Tasks:
• 1. Set down word for word the part of the passage below about the Beatles song "Yellow Submarine" that opens with the words containing "The Beatles' recording" and closes with "Submarine film's release.".
• 2. Resume the passage below about the Beatles song "Yellow Submarine," picking up after its last sentence.

──────── Passage for review ────────

Starr reprised the song's nautical and escapist themes in his 1969 composition "Octopus's Garden", his second and last song recorded by the Beatles. "Yellow Submarine" has continued to be one of his signature songs during his post-Beatles solo career. He has regularly included it in his concert set lists when touring with the All Starr Band. The first of several live versions appears on the 1992 album Ringo Starr and His All Starr Band Volume 2: Live from Montreux. For McCartney, "Yellow Submarine" inaugurated a strand of his writing that became highly popular among generations of children yet was also open to mockery by his detractors. Later examples of his children's songs include "All Together Now" from Yellow Submarine; Wings' "Mary Had a Little Lamb", based on the nursery rhyme of that title; and "We All Stand Together", from McCartney's 1984 animated short film Rupert and the Frog Song.

The Beatles' recording was included on compilation albums such as 1962–1966 and 1. In 1986, "Yellow Submarine" / "Eleanor Rigby" was reissued in the UK as part of EMI's twentieth anniversary of each of the Beatles' singles and peaked at number 63 on the UK Singles Chart. The 2015 edition of 1 and the expanded 1+ box set includes a video clip for the song, compiled from footage from the 1968 animated film. In July 2018, the two songs were released on a 7-inch vinyl picture disc to mark the 50th anniversary of the Yellow Submarine film's release.

Spanish football club Villarreal CF got the nickname "Yellow Submarine" from the same song of the Beatles, and since then have become synonymously connected to the La Liga club. At the time, the song was highly popular in Spain during 1960s (albeit it was sung in Spanish), when Villarreal was still a small club.

==Personnel==
According to Ian MacDonald and Walter Everett, except where noted:

The Beatles
- Ringo Starr – lead and backing vocals, drums, shouting
- John Lennon – acoustic guitar, backing vocals, sound effects (bubbles), shouting
- Paul McCartney – bass guitar, backing vocals, shouting
- George Harrison – tambourine, backing vocals, sound effects (waves)

──────── Provided data ────────

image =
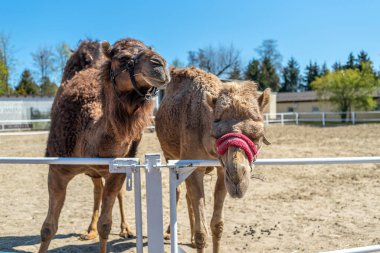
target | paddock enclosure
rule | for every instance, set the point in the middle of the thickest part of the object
(303, 208)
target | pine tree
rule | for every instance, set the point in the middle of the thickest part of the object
(48, 88)
(268, 76)
(351, 62)
(27, 86)
(311, 73)
(291, 77)
(253, 71)
(235, 73)
(3, 77)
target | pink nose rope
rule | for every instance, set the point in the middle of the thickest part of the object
(236, 140)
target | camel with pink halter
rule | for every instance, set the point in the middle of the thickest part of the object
(201, 118)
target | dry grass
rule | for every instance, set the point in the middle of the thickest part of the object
(295, 208)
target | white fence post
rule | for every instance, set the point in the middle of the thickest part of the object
(323, 119)
(138, 211)
(154, 203)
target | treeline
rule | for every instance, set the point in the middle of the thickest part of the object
(267, 69)
(48, 63)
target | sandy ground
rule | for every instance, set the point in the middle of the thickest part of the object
(294, 209)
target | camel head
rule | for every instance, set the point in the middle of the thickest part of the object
(134, 66)
(237, 131)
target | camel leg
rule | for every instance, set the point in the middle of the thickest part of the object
(191, 219)
(92, 231)
(112, 188)
(58, 179)
(126, 231)
(195, 189)
(217, 222)
(178, 193)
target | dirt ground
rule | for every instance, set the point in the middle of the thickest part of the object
(293, 209)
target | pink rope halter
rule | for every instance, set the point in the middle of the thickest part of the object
(236, 140)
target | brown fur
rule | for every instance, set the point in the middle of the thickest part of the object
(91, 117)
(88, 55)
(196, 110)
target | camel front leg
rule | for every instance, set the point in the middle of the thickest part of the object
(92, 231)
(178, 193)
(126, 231)
(112, 188)
(195, 190)
(191, 219)
(217, 222)
(57, 185)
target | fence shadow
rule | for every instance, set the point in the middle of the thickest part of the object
(9, 243)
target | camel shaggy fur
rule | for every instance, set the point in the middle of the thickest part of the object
(90, 55)
(196, 111)
(100, 112)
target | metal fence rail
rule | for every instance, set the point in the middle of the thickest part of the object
(179, 170)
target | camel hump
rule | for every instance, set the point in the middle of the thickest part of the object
(87, 55)
(192, 73)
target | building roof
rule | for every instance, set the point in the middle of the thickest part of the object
(306, 96)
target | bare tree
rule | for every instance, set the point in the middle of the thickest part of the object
(6, 59)
(220, 61)
(62, 54)
(44, 61)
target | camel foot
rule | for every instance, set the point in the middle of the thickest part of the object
(166, 236)
(125, 233)
(92, 234)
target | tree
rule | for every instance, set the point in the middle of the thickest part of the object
(48, 88)
(264, 73)
(27, 86)
(348, 88)
(324, 70)
(291, 76)
(44, 62)
(311, 73)
(6, 62)
(3, 78)
(235, 73)
(62, 54)
(219, 61)
(268, 49)
(177, 63)
(351, 62)
(268, 77)
(253, 70)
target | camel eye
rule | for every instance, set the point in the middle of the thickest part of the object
(156, 62)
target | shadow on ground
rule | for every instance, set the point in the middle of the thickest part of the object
(9, 243)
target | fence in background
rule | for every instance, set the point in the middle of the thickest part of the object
(179, 170)
(322, 118)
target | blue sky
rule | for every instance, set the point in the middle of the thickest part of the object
(319, 30)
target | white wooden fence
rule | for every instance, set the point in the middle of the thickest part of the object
(179, 170)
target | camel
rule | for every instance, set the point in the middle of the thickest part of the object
(90, 55)
(101, 112)
(202, 118)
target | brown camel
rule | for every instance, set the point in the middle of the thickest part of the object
(90, 55)
(101, 112)
(197, 110)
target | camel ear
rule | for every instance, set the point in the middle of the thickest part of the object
(209, 99)
(106, 48)
(264, 98)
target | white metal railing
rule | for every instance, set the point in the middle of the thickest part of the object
(179, 170)
(322, 118)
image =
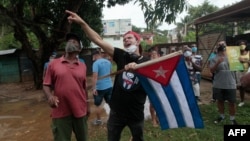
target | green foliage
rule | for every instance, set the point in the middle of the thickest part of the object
(136, 29)
(161, 10)
(190, 37)
(9, 42)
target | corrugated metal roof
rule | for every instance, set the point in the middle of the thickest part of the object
(236, 12)
(9, 51)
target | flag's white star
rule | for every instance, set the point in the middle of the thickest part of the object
(160, 72)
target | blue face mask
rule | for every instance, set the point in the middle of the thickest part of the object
(194, 49)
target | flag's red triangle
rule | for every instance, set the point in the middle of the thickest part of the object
(160, 71)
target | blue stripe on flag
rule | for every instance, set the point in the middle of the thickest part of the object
(174, 104)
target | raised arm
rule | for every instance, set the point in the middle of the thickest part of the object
(91, 34)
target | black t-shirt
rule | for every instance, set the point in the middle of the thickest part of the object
(128, 96)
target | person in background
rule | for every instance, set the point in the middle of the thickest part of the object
(75, 38)
(102, 88)
(128, 95)
(153, 55)
(69, 98)
(51, 58)
(191, 69)
(197, 59)
(244, 59)
(212, 55)
(224, 84)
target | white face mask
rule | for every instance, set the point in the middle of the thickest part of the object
(187, 53)
(131, 49)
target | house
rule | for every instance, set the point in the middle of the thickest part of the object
(113, 31)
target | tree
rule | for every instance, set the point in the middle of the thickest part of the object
(46, 22)
(186, 25)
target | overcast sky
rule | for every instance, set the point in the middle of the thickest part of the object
(134, 12)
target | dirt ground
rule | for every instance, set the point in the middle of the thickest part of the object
(24, 113)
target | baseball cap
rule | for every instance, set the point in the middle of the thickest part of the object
(74, 36)
(137, 36)
(95, 52)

────────

Answer section:
• 1.
The Beatles' recording was included on compilation albums such as 1962–1966 and 1. In 1986, "Yellow Submarine" / "Eleanor Rigby" was reissued in the UK as part of EMI's twentieth anniversary of each of the Beatles' singles and peaked at number 63 on the UK Singles Chart. The 2015 edition of 1 and the expanded 1+ box set includes a video clip for the song, compiled from footage from the 1968 animated film. In July 2018, the two songs were released on a 7-inch vinyl picture disc to mark the 50th anniversary of the Yellow Submarine film's release.

• 2.
Additional contributors
- Neil Aspinall – backing vocals
- Alf Bicknell – sound effects (rattling chains), backing vocals
- Pattie Boyd – laughter, backing vocals
- Mal Evans – bass drum, backing vocals
- Marianne Faithfull – backing vocals
- Brian Jones – sound effects (clinking glasses), ocarina, backing vocals
- George Martin – backing vocals
- Geoff Emerick – tape loop (marching band), backing vocals
- John Skinner, Terry Condon – sound effects (chains in bathtub)

==Charts and certifications==

===Weekly charts===

| Chart (1966–67) | Peak position |
|---|---|
| Australian Go-Set National Top 40 | 1 |
| Austrian Singles Chart | 1 |
| Belgian BRT Top 30 | 1 |
| Canadian RPM Top Singles | 1 |
| Denmark (Salgshitlisterne Top 20) | 4 |
| Finland (Suomen virallinen lista) | 6 |
| Irish Singles Chart | 1 |
| Italian Musica e Dischi Chart | 3 |
| Netherlands (Dutch Top 40) | 1 |
| Netherlands (Single Top 100) | 1 |
| New Zealand Listener Chart | 1 |
| Norwegian VG-lista Singles | 1 |
| Rhodesia (Lyons Maid) | 2 |
| Spain (AFE) | 3 |
| Swedish Kvällstoppen Chart | 1 |
| Swedish Tio i Topp Chart | 1 |
| UK Record Retailer Chart | 1 |
| US Billboard Hot 100 | 2 |
| US Cash Box Top 100 | 1 |
| West German Musikmarkt Hit-Parade | 1 |
| Chart (1986) | Peak position |
| UK Singles Chart | 63 |
| Chart (2012) | Peak position |
| Belgium (Ultratop 50 Back Catalogue Singles Flanders) | 16 |
| Chart (2018) | Peak position |
| German GfK Entertainment Top 100 Singles | 55 |

===Year-end charts===

| Chart (1966) | Peak position |
|---|---|
| Australia (AMR) | 3 |
| Austria (Ö3 Austria Top 40) | 8 |
| Belgium (Ultratop 50 Flanders) | 17 |
| Canada (CHUM) | 12 |
| Netherlands (Dutch Top 40) | 13 |
| UK Singles | 3 |
| UK Record Retailer Chart | 3 |
| US Billboard Hot 100 | 96 |
| US Cash Box | 83 |

===Certifications and sales===

| Region | Certification | Certified units/sales |
| New Zealand (RMNZ) | Gold | 15,000^{‡} |
| Norway | — | 25,000 |
| United Kingdom (BPI) | Gold | 400,000^{‡} |
| United States (RIAA) | Gold | 1,000,000^{^} |
^{^} Shipments figures based on certification alone. ^{‡} Sales+streaming figures based on certification alone.